=== Required task ===
Output every line below exactly.

=== Entries supplied ===

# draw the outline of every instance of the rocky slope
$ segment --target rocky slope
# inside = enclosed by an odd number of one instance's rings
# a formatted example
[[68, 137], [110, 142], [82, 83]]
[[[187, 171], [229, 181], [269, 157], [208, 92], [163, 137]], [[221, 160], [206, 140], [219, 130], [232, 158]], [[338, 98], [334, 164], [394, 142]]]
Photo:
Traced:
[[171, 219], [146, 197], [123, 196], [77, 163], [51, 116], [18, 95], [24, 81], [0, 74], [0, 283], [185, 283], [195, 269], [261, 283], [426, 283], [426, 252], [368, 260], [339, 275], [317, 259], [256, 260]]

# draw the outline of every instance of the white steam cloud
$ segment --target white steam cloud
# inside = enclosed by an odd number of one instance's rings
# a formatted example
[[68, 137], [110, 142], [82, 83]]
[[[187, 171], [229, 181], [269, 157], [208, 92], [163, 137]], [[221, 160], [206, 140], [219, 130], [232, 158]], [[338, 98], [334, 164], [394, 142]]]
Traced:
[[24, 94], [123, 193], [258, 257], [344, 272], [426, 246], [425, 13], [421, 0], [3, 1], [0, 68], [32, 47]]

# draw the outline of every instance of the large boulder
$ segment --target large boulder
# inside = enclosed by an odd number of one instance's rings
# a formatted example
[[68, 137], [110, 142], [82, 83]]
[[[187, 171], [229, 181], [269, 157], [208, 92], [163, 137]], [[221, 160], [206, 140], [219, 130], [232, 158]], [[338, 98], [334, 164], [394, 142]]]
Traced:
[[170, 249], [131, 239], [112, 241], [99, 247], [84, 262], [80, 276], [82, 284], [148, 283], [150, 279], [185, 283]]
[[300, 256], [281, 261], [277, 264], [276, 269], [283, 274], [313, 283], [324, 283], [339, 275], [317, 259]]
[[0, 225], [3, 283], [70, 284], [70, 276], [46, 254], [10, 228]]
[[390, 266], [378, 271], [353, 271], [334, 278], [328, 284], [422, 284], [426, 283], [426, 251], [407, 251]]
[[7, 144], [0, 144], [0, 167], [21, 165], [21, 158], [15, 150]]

=== The solution ===
# draw the outline of every instance of the rocky slope
$ segment --target rocky slope
# inside = enclosed by an odd number of one instance's rings
# a formatted example
[[68, 137], [110, 142], [82, 83]]
[[[187, 171], [229, 181], [269, 157], [208, 92], [163, 137]], [[221, 160], [206, 140], [219, 130], [232, 158]], [[338, 98], [334, 164], [394, 142]]]
Photo:
Traced:
[[171, 219], [146, 197], [123, 196], [77, 163], [51, 116], [18, 95], [24, 81], [0, 74], [0, 283], [185, 283], [195, 269], [261, 283], [426, 283], [426, 252], [368, 260], [339, 275], [317, 259], [256, 260]]

# draw the outline of every instance of the white steam cloud
$ segment --target white steam cloud
# inside = enclosed by an odd number of one instance's rings
# a formatted example
[[68, 137], [110, 142], [82, 83]]
[[[187, 171], [229, 181], [269, 157], [208, 92], [163, 137]], [[221, 160], [206, 140], [219, 130], [232, 158]], [[338, 98], [334, 164], [394, 142]]]
Traced:
[[24, 94], [123, 193], [258, 257], [344, 272], [426, 246], [425, 13], [421, 0], [3, 1], [0, 68], [32, 47]]

# draw the outline of every instance of the large boulder
$ segment --target large boulder
# inside = enclosed by an odd number of one instance's rings
# a formatted example
[[68, 137], [110, 142], [82, 83]]
[[[187, 171], [229, 181], [269, 157], [208, 92], [163, 137]], [[221, 160], [206, 140], [219, 130], [232, 158]], [[338, 98], [334, 164], [394, 142]]]
Traced:
[[170, 249], [131, 239], [112, 241], [99, 247], [84, 262], [80, 276], [82, 284], [148, 283], [150, 279], [185, 283]]
[[300, 256], [281, 261], [277, 264], [276, 269], [283, 274], [313, 283], [324, 283], [339, 275], [317, 259]]
[[0, 225], [3, 283], [70, 284], [70, 276], [46, 254], [10, 228]]
[[390, 266], [378, 271], [353, 271], [334, 278], [328, 284], [422, 284], [426, 283], [426, 251], [407, 251]]
[[7, 144], [0, 144], [0, 167], [21, 165], [21, 158], [15, 150]]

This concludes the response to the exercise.